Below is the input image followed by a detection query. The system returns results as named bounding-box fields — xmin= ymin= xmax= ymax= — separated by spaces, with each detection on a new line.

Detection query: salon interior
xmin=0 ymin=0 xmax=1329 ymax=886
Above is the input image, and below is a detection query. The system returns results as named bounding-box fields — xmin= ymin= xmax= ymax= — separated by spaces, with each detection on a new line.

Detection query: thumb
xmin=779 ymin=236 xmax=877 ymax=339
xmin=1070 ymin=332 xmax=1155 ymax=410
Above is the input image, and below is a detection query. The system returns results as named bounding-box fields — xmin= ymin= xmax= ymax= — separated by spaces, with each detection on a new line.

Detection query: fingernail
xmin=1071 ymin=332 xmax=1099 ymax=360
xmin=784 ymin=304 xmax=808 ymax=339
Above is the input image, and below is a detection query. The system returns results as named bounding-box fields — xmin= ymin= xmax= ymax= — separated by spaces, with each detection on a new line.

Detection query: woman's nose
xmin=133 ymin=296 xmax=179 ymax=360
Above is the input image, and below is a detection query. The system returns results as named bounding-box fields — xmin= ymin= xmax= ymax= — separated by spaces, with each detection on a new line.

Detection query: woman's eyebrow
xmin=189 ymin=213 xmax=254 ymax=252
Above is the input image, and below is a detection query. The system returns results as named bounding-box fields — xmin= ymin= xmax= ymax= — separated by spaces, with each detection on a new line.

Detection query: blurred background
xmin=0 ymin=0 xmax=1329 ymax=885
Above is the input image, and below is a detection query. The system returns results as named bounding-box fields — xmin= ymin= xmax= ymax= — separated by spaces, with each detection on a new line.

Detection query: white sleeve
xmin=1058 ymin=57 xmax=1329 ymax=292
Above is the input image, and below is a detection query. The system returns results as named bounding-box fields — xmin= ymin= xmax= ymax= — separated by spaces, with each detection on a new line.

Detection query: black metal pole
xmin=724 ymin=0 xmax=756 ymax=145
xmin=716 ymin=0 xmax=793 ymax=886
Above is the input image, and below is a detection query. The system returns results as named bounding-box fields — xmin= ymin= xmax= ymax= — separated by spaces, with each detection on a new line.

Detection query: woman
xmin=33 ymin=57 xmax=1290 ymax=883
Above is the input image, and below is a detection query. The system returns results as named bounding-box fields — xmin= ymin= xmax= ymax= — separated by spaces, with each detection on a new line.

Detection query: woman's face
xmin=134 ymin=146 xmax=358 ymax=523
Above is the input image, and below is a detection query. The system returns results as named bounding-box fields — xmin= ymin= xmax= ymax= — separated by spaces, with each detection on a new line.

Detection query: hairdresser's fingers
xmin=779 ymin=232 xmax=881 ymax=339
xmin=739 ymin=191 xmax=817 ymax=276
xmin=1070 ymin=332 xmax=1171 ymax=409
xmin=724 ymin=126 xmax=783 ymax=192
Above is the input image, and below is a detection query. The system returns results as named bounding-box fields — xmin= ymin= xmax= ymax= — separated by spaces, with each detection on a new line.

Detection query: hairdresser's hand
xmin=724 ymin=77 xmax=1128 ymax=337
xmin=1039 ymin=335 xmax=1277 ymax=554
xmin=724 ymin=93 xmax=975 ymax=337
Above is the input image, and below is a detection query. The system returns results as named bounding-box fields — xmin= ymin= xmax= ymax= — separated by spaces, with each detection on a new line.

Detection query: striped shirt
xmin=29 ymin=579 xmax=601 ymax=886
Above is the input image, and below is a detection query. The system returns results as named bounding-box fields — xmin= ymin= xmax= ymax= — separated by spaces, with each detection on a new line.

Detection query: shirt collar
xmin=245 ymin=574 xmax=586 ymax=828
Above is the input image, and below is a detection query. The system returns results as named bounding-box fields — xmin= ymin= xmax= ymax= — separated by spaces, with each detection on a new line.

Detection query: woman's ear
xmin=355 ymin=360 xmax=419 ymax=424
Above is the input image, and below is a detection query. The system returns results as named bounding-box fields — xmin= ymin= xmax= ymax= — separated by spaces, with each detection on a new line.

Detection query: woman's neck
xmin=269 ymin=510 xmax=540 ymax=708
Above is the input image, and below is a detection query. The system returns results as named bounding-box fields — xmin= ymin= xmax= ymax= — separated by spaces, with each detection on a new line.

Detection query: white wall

→ TASK OBJECTIVE
Tally the lines above that contain the string "woman", with case-sensitive matching. Report only the count.

→ THE ANSWER
6